▸ **REQUIRED WORK**
Lay out every line of the rows below as a numbered list, leaving out any blank lines.

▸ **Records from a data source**
···

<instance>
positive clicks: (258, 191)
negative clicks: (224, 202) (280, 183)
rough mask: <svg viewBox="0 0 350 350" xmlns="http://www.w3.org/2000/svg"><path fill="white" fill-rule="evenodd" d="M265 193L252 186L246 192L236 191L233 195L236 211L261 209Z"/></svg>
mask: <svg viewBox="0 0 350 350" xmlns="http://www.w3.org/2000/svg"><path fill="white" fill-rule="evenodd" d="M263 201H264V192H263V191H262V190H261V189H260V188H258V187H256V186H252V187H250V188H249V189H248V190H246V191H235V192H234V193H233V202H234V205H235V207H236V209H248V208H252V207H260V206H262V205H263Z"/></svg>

···

▸ **SOLUTION TO THE EXERCISE**
1. <instance>
2. positive clicks: (258, 191)
3. negative clicks: (224, 202) (280, 183)
4. rough mask: <svg viewBox="0 0 350 350" xmlns="http://www.w3.org/2000/svg"><path fill="white" fill-rule="evenodd" d="M265 193L252 186L246 192L236 191L233 195L236 211L261 209Z"/></svg>
5. mask: <svg viewBox="0 0 350 350" xmlns="http://www.w3.org/2000/svg"><path fill="white" fill-rule="evenodd" d="M263 201H264V192H263V191H262V190H261V189H260V188H258V187H256V186H252V187H250V188H249V189H248V190H246V191H235V192H234V193H233V202H234V205H235V207H236V209H248V208H252V207H260V206H262V205H263Z"/></svg>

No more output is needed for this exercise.